▶ _Recorded information_:
....................
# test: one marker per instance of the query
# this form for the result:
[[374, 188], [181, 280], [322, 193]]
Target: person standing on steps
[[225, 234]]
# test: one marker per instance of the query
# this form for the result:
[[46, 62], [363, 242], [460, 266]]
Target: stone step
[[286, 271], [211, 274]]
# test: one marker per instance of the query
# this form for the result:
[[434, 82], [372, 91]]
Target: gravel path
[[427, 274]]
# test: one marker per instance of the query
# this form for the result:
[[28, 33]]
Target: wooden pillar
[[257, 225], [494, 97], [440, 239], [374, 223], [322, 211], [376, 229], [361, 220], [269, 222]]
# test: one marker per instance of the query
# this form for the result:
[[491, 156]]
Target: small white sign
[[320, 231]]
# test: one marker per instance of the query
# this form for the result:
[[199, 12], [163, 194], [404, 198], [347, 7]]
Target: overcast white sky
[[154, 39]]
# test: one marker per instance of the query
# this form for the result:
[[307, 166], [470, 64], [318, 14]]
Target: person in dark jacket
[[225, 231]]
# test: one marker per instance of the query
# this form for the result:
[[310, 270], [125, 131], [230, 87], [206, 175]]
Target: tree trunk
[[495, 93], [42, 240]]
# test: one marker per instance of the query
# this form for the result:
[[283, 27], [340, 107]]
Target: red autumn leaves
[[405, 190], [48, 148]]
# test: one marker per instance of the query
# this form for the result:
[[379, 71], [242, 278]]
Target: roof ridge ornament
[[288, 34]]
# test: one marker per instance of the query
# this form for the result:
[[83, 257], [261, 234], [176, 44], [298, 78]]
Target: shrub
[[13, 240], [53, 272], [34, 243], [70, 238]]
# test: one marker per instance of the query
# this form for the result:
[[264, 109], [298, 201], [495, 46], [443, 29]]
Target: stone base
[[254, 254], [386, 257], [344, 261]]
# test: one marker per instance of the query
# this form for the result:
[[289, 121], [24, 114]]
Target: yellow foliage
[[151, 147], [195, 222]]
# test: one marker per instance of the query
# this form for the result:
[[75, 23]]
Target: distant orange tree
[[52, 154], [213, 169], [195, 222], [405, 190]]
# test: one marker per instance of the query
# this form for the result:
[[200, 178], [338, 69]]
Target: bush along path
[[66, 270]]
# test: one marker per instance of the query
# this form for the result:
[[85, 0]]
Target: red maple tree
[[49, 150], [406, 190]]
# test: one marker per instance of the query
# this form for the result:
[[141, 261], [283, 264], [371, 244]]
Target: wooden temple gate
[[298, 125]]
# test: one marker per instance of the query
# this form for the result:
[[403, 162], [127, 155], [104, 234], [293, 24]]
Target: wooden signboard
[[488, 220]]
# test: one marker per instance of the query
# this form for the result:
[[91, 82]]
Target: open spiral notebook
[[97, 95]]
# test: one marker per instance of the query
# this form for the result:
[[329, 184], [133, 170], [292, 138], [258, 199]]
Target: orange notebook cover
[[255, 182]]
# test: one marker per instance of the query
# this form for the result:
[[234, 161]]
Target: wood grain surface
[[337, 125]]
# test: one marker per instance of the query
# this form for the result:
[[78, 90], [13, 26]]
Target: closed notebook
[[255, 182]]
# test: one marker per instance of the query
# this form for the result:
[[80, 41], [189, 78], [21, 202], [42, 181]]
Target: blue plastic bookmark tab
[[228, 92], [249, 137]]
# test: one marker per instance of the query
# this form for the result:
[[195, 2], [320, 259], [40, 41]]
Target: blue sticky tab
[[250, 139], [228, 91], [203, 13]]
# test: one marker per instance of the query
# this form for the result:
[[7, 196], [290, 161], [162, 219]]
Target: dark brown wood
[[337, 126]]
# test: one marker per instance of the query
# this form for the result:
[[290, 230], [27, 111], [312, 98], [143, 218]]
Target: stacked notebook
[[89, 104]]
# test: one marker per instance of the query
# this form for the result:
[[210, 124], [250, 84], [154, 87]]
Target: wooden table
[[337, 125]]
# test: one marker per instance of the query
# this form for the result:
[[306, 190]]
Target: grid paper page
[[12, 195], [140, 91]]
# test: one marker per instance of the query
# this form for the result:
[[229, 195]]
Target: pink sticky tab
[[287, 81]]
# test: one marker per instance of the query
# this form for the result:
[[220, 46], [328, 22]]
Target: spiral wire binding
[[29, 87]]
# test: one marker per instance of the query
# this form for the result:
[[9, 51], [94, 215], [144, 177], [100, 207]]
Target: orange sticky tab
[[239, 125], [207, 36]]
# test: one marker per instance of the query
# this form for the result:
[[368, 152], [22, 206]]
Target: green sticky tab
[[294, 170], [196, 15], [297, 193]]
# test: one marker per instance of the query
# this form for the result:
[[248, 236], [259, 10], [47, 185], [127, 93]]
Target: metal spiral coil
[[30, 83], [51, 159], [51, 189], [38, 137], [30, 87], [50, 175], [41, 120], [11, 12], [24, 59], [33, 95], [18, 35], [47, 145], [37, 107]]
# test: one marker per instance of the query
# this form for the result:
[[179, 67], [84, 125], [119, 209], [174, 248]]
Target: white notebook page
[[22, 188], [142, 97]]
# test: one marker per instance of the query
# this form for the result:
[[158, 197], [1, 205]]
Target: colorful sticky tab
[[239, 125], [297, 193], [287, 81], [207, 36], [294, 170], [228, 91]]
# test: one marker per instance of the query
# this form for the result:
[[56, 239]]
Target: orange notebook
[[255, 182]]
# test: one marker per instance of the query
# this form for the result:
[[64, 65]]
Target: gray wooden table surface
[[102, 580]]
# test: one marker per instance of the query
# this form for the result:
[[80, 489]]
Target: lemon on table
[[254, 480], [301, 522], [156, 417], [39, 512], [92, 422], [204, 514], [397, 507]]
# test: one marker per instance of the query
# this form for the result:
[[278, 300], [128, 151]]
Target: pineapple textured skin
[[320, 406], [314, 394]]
....................
▶ _What the task requires_: Can you copy out the whole listing above, line for line, with nothing changed?

▶ _Solution_:
# test: one marker per instance of the query
# this form for the result:
[[374, 188], [181, 280], [322, 193]]
Target: person standing on steps
[[225, 234]]
# test: one marker per instance of the query
# this form for the result:
[[46, 62], [363, 242], [460, 266]]
Target: stone step
[[286, 271], [211, 274]]
# test: one marker per instance of the query
# this form for the result:
[[434, 82], [372, 91]]
Target: gravel path
[[427, 274]]
# test: one marker per instance of the query
# this form for the result:
[[28, 33]]
Target: wooden pillar
[[257, 225], [494, 97], [440, 239], [374, 223], [322, 211], [376, 229], [361, 220], [269, 222]]
# test: one marker per instance of the query
# this form for the result:
[[491, 156]]
Target: small white sign
[[320, 231]]
# test: one marker per instance of the query
# this form for the result:
[[199, 12], [163, 194], [404, 198], [347, 7]]
Target: overcast white sky
[[154, 39]]
# test: one marker per instance of the query
# this form for the result:
[[307, 166], [470, 64], [318, 14]]
Target: person in dark jacket
[[225, 231]]
# test: one marker per instance of the query
# this form for the result:
[[310, 270], [125, 131], [230, 87], [206, 175]]
Target: tree trunk
[[495, 93], [42, 240]]
# test: one marker per instance of the query
# this form for the result:
[[283, 27], [340, 107]]
Target: red autumn leaves
[[405, 190], [48, 148]]
# test: one marker per instance of the query
# this form for the result:
[[379, 71], [242, 278]]
Target: roof ridge ornament
[[288, 34]]
# test: one marker per instance of the query
# this form for the result:
[[83, 257], [261, 234], [176, 44], [298, 78]]
Target: shrub
[[13, 240], [53, 272], [34, 243], [70, 238]]
# test: one marker per instance of the query
# this form for the result:
[[264, 109], [298, 201], [495, 46], [443, 29]]
Target: stone base
[[254, 254], [386, 257], [344, 261]]
# test: one marker per instance of the query
# this form for the result:
[[289, 121], [24, 114]]
Target: yellow foliage
[[151, 147], [195, 222]]
# test: one marker per instance of the query
# this form for the result:
[[75, 23]]
Target: distant orange tree
[[52, 154], [213, 169], [195, 222], [405, 190]]
# test: one marker per instance of the query
# this form for the result:
[[200, 178], [338, 69]]
Target: bush along path
[[66, 270]]
# test: one marker per instance of the query
# this form for the result:
[[85, 0]]
Target: red maple tree
[[49, 150], [406, 190]]
# test: one marker per instance of the query
# this form for the result:
[[141, 261], [283, 264], [371, 244]]
Target: wooden temple gate
[[298, 125]]
# test: one marker per instance of the query
# this form for the result:
[[403, 162], [127, 155], [104, 234], [293, 24]]
Target: wooden signboard
[[488, 220]]
# test: one marker per instance of the query
# this form for the result:
[[91, 82]]
Target: open spiral notebook
[[97, 95]]
# test: one marker per instance of the query
# this form for the result:
[[329, 184], [133, 170], [292, 138], [258, 199]]
Target: orange notebook cover
[[255, 182]]
# test: one marker per instance of the query
# this form for the result:
[[234, 161]]
Target: wood grain surface
[[337, 125]]
# test: one marker per instance of the query
# this form for the result:
[[78, 90], [13, 26]]
Target: closed notebook
[[255, 182]]
# test: one marker per instance of the query
# this form for the result:
[[80, 41], [189, 78], [21, 202], [42, 181]]
Target: blue plastic bookmark tab
[[228, 92], [249, 137]]
# test: one marker per instance of the query
# this form for the result:
[[195, 2], [320, 259], [40, 41]]
Target: blue sticky tab
[[250, 139], [228, 91], [203, 13]]
# test: one marker per instance of the query
# this form for the result:
[[7, 196], [290, 161], [162, 219]]
Target: dark brown wood
[[337, 126]]
# test: one marker per instance of the query
# this form for the result:
[[290, 230], [27, 111], [312, 98], [143, 218]]
Target: stacked notebook
[[89, 104]]
# test: one marker per instance of the query
# this form for the result:
[[210, 124], [250, 84], [154, 87]]
Target: wooden table
[[337, 125]]
# test: one marker per instance of the query
# this form for the result:
[[306, 190]]
Target: grid paper page
[[12, 195], [140, 91]]
# test: one marker per instance of the query
# this form for the result:
[[229, 195]]
Target: pink sticky tab
[[287, 81]]
# test: one marker per instance of the query
# this form for the result:
[[220, 46], [328, 22]]
Target: spiral wire binding
[[29, 87]]
# test: one marker per instance of the query
# this form for the result:
[[9, 51], [94, 215], [144, 177], [100, 207]]
Target: orange sticky tab
[[239, 125], [207, 36]]
# test: one marker per instance of the query
# this form for the result:
[[368, 152], [22, 206]]
Target: green sticky tab
[[294, 170], [196, 15], [297, 193]]
# test: one marker per instance of the query
# this form for the result:
[[248, 236], [259, 10], [47, 185], [127, 93]]
Target: metal spiral coil
[[30, 83], [51, 159], [51, 189], [38, 137], [30, 87], [50, 175], [41, 120], [11, 12], [24, 59], [33, 95], [18, 35], [47, 145], [37, 107]]
# test: one marker per instance of the query
# this form for the result:
[[179, 67], [84, 125], [119, 209], [174, 248]]
Target: white notebook page
[[22, 188], [142, 97]]
# test: one marker per instance of the query
# this form for the result:
[[158, 197], [1, 205]]
Target: colorful sticky tab
[[239, 125], [297, 193], [287, 81], [207, 36], [294, 170], [228, 91]]
# test: one marker per instance of the query
# this form for the result:
[[56, 239]]
Target: orange notebook
[[255, 182]]
# test: one marker per instance of the query
# this form for the result:
[[64, 65]]
Target: gray wooden table surface
[[102, 580]]
# test: one marker per instance of the query
# this form for the result:
[[80, 489]]
Target: lemon on table
[[254, 480], [301, 522], [156, 417], [39, 512], [92, 422], [204, 514], [397, 507]]
# test: one marker per instance of the query
# this form for the result:
[[278, 300], [128, 151]]
Target: pineapple textured skin
[[320, 406], [314, 394]]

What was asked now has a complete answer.